[源文档]
<<<<
AmberzzZZ/transformer

seq2seq model

example: character-level english to french

### 数据
数据集格式: english sentence \t french sentence \t ...
target: english
input: french
起始符&终止符: '\t' + decoder_input_sentence + '\n'
characabulary: 有字母，数字，空格，标点符号，decoder_input_sentence还有起始符&终止符，decoder_target_sentence比它早一步，没有起始符，有终止符
one-hot: sentence范围内one-hot for each charac, 其余的填充用空格的one-hot

### data dim
encoder_input_data: 
    [batch_size, max_sentence_length, num_eng_characters]
    each element is a one-hot vec (standing for a specific charac)
>>>>
[材料]
<<<<
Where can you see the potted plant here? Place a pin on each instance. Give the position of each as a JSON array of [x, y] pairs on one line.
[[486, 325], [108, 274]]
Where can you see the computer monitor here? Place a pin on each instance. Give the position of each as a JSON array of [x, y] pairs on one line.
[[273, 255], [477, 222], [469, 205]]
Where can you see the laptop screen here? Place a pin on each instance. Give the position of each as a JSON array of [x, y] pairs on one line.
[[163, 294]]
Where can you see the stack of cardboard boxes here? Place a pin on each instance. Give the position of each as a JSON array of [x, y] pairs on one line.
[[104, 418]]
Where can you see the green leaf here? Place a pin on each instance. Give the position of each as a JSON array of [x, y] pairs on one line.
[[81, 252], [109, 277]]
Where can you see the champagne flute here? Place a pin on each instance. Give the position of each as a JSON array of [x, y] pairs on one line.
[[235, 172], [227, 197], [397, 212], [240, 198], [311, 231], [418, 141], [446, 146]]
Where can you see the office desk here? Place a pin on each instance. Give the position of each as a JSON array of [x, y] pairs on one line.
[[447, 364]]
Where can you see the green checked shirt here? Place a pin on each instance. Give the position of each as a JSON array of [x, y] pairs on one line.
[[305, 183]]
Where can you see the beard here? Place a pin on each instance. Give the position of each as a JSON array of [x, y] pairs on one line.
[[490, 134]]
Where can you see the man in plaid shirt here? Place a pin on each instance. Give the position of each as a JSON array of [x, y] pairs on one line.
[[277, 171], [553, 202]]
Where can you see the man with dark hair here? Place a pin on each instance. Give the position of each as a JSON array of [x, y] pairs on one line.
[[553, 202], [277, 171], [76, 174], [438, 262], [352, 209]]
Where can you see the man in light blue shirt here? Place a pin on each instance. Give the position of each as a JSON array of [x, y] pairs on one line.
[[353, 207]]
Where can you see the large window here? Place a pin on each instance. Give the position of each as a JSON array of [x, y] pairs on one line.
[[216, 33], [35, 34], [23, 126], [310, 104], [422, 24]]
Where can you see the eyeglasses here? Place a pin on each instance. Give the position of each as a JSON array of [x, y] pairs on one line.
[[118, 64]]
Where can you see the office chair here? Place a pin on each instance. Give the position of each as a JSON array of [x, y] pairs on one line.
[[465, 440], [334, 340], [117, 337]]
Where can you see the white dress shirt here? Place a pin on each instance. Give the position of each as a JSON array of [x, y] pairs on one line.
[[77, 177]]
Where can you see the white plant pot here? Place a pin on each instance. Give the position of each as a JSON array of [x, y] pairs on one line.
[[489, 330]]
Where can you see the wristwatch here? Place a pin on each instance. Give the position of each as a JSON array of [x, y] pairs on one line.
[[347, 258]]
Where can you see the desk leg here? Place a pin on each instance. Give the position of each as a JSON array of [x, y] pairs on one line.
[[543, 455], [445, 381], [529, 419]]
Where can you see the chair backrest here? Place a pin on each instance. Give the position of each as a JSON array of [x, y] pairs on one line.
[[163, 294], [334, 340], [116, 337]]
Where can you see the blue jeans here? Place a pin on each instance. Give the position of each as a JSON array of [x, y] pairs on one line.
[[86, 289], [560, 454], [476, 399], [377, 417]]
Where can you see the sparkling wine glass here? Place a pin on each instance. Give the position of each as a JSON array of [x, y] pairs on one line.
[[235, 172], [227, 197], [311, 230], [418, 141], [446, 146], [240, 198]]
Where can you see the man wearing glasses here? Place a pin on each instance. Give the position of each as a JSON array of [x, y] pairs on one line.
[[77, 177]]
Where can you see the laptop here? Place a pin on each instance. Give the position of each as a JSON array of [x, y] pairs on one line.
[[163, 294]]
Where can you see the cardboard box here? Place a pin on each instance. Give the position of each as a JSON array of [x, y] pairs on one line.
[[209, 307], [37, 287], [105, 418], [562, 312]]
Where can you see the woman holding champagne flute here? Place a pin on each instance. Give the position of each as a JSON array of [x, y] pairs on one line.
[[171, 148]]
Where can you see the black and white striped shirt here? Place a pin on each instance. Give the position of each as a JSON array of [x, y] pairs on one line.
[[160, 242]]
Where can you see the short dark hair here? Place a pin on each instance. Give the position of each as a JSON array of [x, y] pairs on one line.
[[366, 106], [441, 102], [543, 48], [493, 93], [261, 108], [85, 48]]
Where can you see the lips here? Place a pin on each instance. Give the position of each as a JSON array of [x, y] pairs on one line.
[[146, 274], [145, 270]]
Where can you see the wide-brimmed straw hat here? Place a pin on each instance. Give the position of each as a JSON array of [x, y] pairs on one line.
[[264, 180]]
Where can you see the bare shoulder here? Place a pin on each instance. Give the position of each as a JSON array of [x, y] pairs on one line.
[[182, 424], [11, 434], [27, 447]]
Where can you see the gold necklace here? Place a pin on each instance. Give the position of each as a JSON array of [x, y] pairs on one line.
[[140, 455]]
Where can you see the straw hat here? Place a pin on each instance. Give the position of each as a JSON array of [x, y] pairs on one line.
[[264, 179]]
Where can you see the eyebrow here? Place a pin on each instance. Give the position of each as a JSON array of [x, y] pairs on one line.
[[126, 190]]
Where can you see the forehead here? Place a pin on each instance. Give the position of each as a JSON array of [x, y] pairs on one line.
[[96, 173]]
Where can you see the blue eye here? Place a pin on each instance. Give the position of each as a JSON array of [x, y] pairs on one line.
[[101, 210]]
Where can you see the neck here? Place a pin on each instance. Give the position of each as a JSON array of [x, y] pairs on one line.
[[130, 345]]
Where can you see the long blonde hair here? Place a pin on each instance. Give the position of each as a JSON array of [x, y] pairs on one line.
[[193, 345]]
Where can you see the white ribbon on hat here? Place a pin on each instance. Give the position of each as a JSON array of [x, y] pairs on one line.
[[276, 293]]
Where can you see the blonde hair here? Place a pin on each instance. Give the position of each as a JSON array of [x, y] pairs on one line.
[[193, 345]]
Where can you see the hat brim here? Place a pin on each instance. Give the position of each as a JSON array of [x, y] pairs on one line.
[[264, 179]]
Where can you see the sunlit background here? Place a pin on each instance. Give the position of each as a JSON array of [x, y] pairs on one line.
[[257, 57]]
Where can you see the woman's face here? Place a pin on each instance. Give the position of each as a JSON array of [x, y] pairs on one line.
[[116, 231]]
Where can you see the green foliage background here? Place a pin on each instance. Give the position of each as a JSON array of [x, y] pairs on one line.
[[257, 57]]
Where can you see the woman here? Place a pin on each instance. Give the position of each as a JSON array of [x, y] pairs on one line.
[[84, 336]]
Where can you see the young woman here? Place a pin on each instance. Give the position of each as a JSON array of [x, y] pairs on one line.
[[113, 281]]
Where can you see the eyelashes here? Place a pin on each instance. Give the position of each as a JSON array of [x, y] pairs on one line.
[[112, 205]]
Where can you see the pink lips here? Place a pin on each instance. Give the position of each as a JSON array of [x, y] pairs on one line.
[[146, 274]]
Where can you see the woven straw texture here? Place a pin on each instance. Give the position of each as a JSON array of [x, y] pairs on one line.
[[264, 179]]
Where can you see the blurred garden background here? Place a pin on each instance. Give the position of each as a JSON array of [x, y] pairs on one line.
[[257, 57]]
>>>>
[任务目标] 从字符级英法 seq2seq 模型说明的最后一行之后接着写下去。

[输出结果]
decoder_input_data: 
    [batch_size, max_sentence_length, num_eng_characters]
    each element is a one-hot vec

decoder_target_data: 
    [batch_size, max_sentence_length, num_eng_characters]
    offset the decoder_input_data by one step: 
        decoder_target比decoder_input早一步，decoder这一步的预测/gt作为下一步的input
        decoder_target_data[:,t,:] = decoder_input_data[:,t+1,:]

### model
    model input: 
        encoder input: time-distributed input sequence
        decoder input: target sequence starting with \t
        期望输入数据尺寸: (batch_size, timesteps, data_dim)
    model output: predict sequence, (batch_size, timesteps, data_dim)
    model target: target sequence, (batch_size, timesteps, data_dim)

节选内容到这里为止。